### Supplied entries
>> Begin
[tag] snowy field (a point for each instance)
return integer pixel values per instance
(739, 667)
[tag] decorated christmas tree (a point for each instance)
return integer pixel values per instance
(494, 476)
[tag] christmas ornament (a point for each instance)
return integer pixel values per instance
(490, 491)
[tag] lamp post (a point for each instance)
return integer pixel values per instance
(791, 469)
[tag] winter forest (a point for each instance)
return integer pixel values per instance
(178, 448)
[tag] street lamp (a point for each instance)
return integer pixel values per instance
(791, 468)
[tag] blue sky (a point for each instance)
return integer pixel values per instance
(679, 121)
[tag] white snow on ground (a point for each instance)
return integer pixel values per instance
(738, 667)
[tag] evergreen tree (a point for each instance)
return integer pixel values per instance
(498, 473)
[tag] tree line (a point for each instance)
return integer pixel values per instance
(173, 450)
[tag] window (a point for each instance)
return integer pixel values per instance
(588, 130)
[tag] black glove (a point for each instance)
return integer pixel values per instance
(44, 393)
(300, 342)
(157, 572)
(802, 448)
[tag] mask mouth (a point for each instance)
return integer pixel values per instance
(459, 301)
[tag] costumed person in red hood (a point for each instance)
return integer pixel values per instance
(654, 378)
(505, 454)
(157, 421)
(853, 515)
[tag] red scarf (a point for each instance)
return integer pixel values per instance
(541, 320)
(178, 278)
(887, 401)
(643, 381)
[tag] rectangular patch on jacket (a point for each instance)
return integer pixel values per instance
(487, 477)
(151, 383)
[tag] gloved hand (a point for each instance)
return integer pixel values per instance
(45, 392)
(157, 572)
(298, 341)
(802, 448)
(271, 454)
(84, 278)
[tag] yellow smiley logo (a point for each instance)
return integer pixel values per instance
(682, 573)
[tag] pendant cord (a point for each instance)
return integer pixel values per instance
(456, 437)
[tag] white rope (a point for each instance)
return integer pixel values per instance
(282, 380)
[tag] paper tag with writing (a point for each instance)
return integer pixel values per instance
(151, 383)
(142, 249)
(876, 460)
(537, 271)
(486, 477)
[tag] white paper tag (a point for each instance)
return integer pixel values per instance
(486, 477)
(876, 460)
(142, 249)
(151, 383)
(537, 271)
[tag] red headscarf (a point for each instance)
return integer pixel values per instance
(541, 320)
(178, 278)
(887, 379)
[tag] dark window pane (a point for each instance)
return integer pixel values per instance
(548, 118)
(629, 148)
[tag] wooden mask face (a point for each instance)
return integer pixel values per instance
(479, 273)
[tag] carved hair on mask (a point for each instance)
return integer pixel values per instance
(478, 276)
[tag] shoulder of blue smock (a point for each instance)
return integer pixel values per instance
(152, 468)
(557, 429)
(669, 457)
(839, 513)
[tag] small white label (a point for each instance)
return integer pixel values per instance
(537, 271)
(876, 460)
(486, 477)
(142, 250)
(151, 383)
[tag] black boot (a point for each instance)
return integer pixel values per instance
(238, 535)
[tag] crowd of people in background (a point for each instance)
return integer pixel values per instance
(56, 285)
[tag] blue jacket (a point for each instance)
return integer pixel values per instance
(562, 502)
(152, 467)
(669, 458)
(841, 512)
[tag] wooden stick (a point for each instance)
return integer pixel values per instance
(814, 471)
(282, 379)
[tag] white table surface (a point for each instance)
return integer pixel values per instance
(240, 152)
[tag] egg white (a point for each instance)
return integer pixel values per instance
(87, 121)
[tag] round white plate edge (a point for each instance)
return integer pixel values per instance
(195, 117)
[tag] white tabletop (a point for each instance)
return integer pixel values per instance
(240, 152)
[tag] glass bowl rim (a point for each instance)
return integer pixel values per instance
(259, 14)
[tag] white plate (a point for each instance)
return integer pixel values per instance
>> End
### Goal
Rewrite all of the records above, replacing "integer pixel values" with "whole-number pixel coordinates" wherever it occurs and leaving everything else unchanged.

### Solution
[tag] snowy field (a point for each instance)
return whole-number pixel coordinates per instance
(739, 667)
[tag] decorated christmas tree (a point for each instance)
return whole-number pixel coordinates per instance
(494, 476)
[tag] christmas ornament (a point for each instance)
return whole-number pixel coordinates per instance
(490, 491)
[tag] lamp post (a point for each instance)
return whole-number pixel coordinates per instance
(791, 469)
[tag] winter forest (a point for each instance)
return whole-number pixel coordinates per instance
(178, 448)
[tag] street lamp (a point for each instance)
return whole-number pixel coordinates per instance
(791, 468)
[tag] blue sky (a point for each instance)
return whole-number pixel coordinates per instance
(679, 121)
[tag] white snow on ground (a point for each instance)
return whole-number pixel coordinates per instance
(738, 667)
[tag] evergreen tree (a point for each instance)
return whole-number pixel coordinates per instance
(498, 473)
[tag] tree line (a point for each instance)
return whole-number pixel coordinates per instance
(173, 450)
[tag] window (a point for each instance)
return whole-number pixel coordinates per instance
(588, 130)
[tag] black glove (a point for each instance)
return whole-number pixel coordinates per instance
(44, 393)
(300, 342)
(157, 572)
(802, 448)
[tag] mask mouth (a point for each instance)
return whole-number pixel coordinates per instance
(459, 301)
[tag] costumed person in red hood (a point for each instance)
return whole-number pixel coordinates per instance
(654, 378)
(505, 454)
(157, 421)
(853, 515)
[tag] red scarf (a point for each instance)
return whole-number pixel coordinates per instance
(541, 320)
(178, 278)
(887, 401)
(643, 381)
[tag] rectangular patch on jacket (a point for each instance)
return whole-number pixel coordinates per instance
(487, 477)
(151, 383)
[tag] gloved hand (a point for each instance)
return whole-number pixel coordinates per instance
(45, 392)
(157, 572)
(298, 341)
(802, 448)
(271, 454)
(84, 278)
[tag] yellow smiley logo (a point for each instance)
return whole-number pixel coordinates per instance
(682, 573)
[tag] pendant cord (a point for each instance)
return whole-number pixel coordinates per instance
(456, 437)
[tag] white rope (a point for each instance)
return whole-number pixel coordinates per instance
(282, 380)
[tag] paper tag with writing (a point for each instance)
return whole-number pixel coordinates per instance
(151, 383)
(142, 249)
(876, 460)
(537, 271)
(486, 477)
[tag] white paper tag (a point for each instance)
return whole-number pixel coordinates per instance
(486, 477)
(876, 460)
(142, 249)
(151, 383)
(537, 271)
[tag] red headscarf (a point for each instance)
return whole-number pixel coordinates per instance
(541, 320)
(178, 278)
(887, 379)
[tag] dark window pane (a point for each instance)
return whole-number pixel coordinates per instance
(548, 118)
(629, 148)
[tag] wooden mask face (a point for each instance)
return whole-number pixel coordinates per instance
(479, 273)
[tag] carved hair on mask (a point for each instance)
return whole-number pixel coordinates per instance
(478, 276)
[tag] shoulder of blue smock (a point for each instance)
return whole-number pixel coordinates per instance
(152, 468)
(557, 429)
(669, 457)
(839, 513)
[tag] small white label (a point for each instance)
return whole-number pixel coordinates per instance
(537, 271)
(876, 460)
(486, 477)
(142, 250)
(151, 383)
[tag] black boot (a point for each instance)
return whole-number pixel coordinates per instance
(238, 535)
[tag] crowd of people in background (a point for each instance)
return whole-number pixel coordinates per instance
(56, 285)
[tag] blue jacket (a point for each instance)
return whole-number pixel coordinates per instance
(562, 502)
(152, 467)
(669, 458)
(841, 512)
[tag] wooden stick (a point for each instance)
return whole-number pixel coordinates per instance
(814, 471)
(282, 379)
[tag] white table surface (a point for each instance)
return whole-number pixel coordinates per instance
(240, 152)
[tag] egg white (a point for each instance)
return whole-number pixel coordinates per instance
(87, 121)
[tag] round white plate edge (a point for each instance)
return whole-number pixel coordinates per instance
(195, 117)
[tag] white tabletop (a point for each instance)
return whole-number pixel coordinates per instance
(240, 152)
[tag] glass bowl rim (a point for each instance)
return whole-number pixel coordinates per instance
(259, 14)
[tag] white plate (a point for each instance)
return whole-number pixel coordinates per instance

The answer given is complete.